- **What the task requires**: Copy the passage of the conference abstract starting at "We are developing" and ending at "by data streams.".

- **Text provided**:
APIII - Advancing Practice, Instruction & Innovation Through Informatics

Marriott City Center, Pittsburgh, PA | September 20 - 23, 2009

Presented at the 1999 APIII Conference                        Return to 1999 Abstract Index


EXPLORATION, MANIPULATION AND PROCESSING OF VERY LARGE DATASETS USING FILTERS

Johns Hopkins Medical School
Department of Pathology
University of Maryland, College Park
Department of Computer Science
Baltimore, Maryland
Joel Saltz MD, PhD

Mike Beynon, Joel Saltz MD,PhD, Mustafa Uysal PhD, Alan Sussman, PhD

We are developing a software suite that supports the decomposition of retrieval and processing programs into a set of interconnected filters coupled by streams. Interconnected networks of filters will be able to carry out patterns of processing and retrieval needed to support a wide range of applications. Filters have the following attributes:

  1. ability to run on any one of a variety of distributed data or computer servers,
  2. can be configured to make use of bounded quantities of memory and disk space, and
  3. coupled by data streams.

(Image-based pointing data)
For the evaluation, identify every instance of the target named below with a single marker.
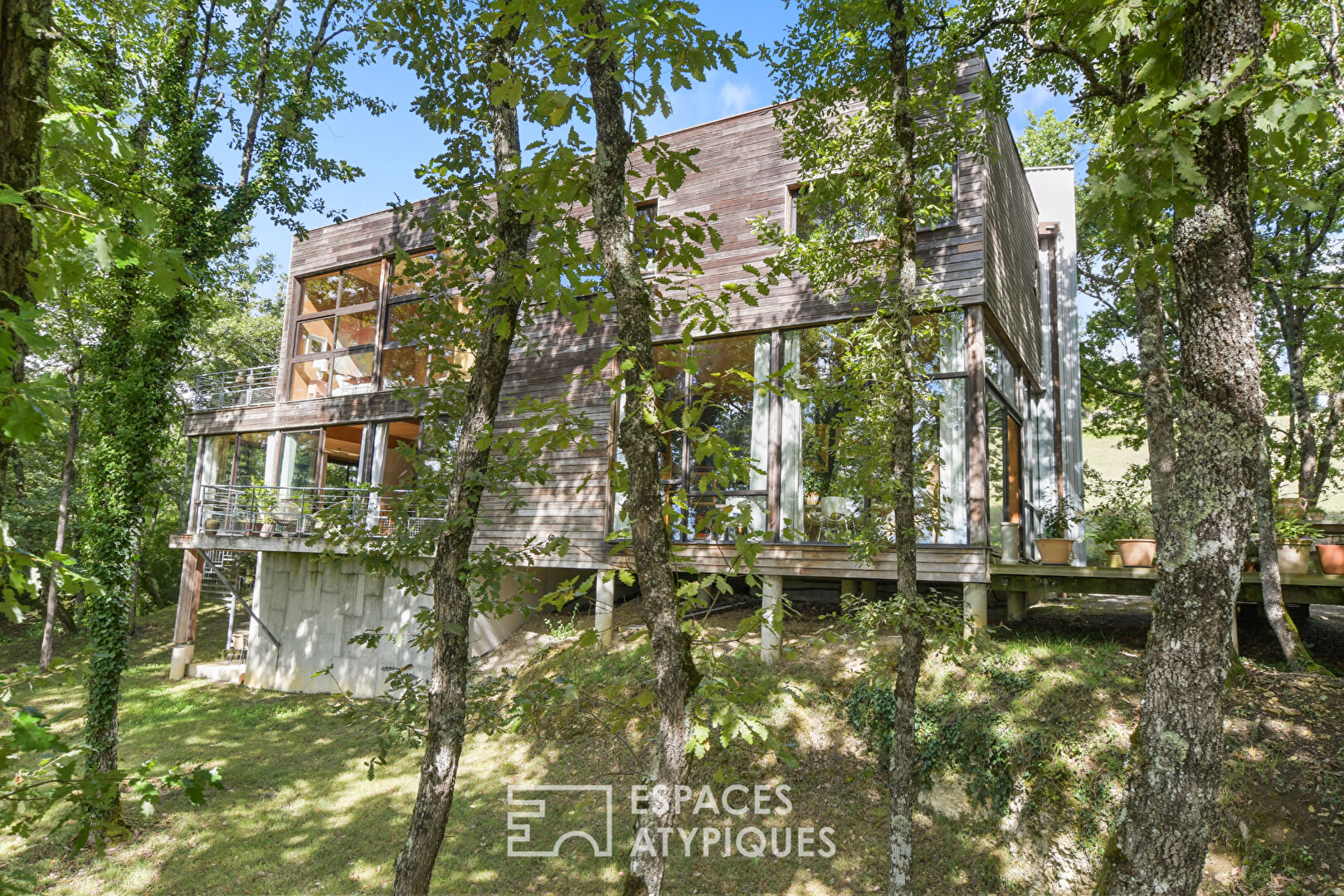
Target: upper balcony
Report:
(247, 387)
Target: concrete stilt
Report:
(975, 607)
(605, 605)
(182, 657)
(772, 631)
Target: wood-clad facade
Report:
(984, 261)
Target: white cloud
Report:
(734, 97)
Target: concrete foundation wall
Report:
(316, 605)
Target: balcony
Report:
(245, 387)
(288, 512)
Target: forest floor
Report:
(1023, 740)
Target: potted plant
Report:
(1109, 528)
(1124, 519)
(1293, 538)
(1055, 546)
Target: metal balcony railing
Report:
(236, 388)
(280, 511)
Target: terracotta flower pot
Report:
(1136, 553)
(1331, 558)
(1057, 551)
(1294, 558)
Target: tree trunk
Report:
(1329, 436)
(67, 475)
(901, 762)
(641, 444)
(1176, 752)
(1294, 351)
(1272, 589)
(24, 62)
(1157, 401)
(446, 711)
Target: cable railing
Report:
(285, 511)
(244, 387)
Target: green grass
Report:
(1049, 712)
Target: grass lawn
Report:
(1025, 742)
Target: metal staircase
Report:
(227, 578)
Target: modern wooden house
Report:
(325, 419)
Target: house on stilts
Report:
(331, 419)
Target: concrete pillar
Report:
(182, 657)
(772, 631)
(1008, 539)
(605, 587)
(975, 607)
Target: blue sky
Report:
(390, 147)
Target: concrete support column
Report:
(975, 607)
(772, 631)
(605, 587)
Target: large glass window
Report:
(821, 483)
(236, 460)
(811, 438)
(719, 377)
(824, 473)
(335, 334)
(398, 470)
(299, 460)
(407, 356)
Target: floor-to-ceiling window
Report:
(1003, 429)
(797, 450)
(362, 328)
(715, 382)
(825, 469)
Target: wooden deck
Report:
(1136, 581)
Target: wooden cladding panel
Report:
(1011, 250)
(743, 175)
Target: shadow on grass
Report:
(300, 816)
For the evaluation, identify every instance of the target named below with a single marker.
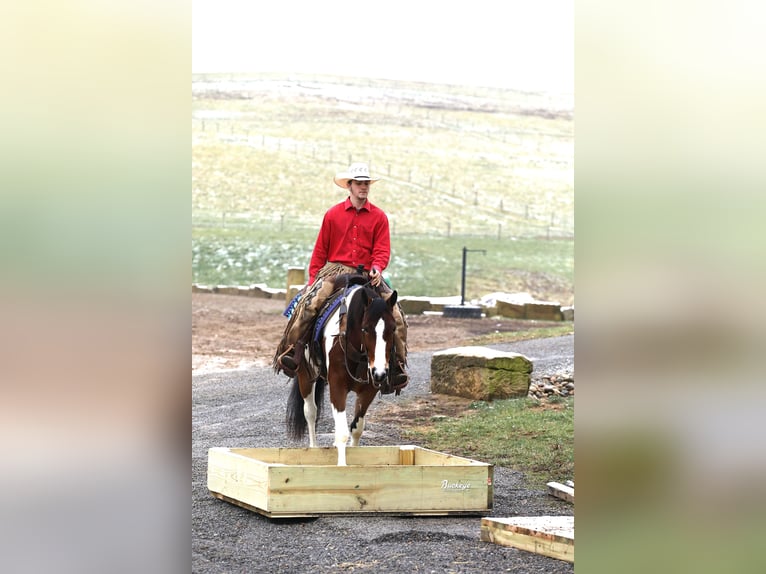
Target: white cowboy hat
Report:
(357, 171)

- **Finished task**:
We are developing a software suite that supports the decomposition of retrieval and processing programs into a set of interconnected filters coupled by streams. Interconnected networks of filters will be able to carry out patterns of processing and retrieval needed to support a wide range of applications. Filters have the following attributes:

  1. ability to run on any one of a variety of distributed data or computer servers,
  2. can be configured to make use of bounded quantities of memory and disk space, and
  3. coupled by data streams.